▸ About this task
Write out the data exactly, every line included.

Dataset entries:
[Start of Attachment]

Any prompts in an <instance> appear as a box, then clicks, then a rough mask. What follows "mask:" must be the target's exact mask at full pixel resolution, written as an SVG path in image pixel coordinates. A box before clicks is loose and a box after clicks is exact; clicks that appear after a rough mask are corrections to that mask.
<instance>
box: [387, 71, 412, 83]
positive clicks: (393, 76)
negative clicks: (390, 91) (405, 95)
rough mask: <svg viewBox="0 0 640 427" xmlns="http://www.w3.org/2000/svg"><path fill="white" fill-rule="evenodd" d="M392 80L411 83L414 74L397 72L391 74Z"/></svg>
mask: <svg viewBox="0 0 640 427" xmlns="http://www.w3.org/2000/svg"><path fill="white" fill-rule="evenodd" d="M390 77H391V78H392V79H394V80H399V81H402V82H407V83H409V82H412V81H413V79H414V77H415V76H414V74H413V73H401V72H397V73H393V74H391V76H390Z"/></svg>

[End of Attachment]

▸ Output for this task
Any prompts in an <instance> appear as a box, then clicks, then a rough mask. What follows "mask:" must be the target's exact mask at full pixel resolution, written as an SVG path in image pixel coordinates. A box before clicks is loose and a box after clicks is exact; clicks that appear after a rough mask are corrections to that mask.
<instance>
box: [387, 71, 412, 83]
positive clicks: (393, 76)
negative clicks: (390, 91) (405, 95)
rough mask: <svg viewBox="0 0 640 427" xmlns="http://www.w3.org/2000/svg"><path fill="white" fill-rule="evenodd" d="M392 80L411 83L414 74L397 72L391 74Z"/></svg>
mask: <svg viewBox="0 0 640 427" xmlns="http://www.w3.org/2000/svg"><path fill="white" fill-rule="evenodd" d="M390 77H391V78H392V79H394V80H399V81H402V82H407V83H409V82H412V81H413V79H414V77H415V76H414V74H413V73H401V72H397V73H393V74H391V76H390Z"/></svg>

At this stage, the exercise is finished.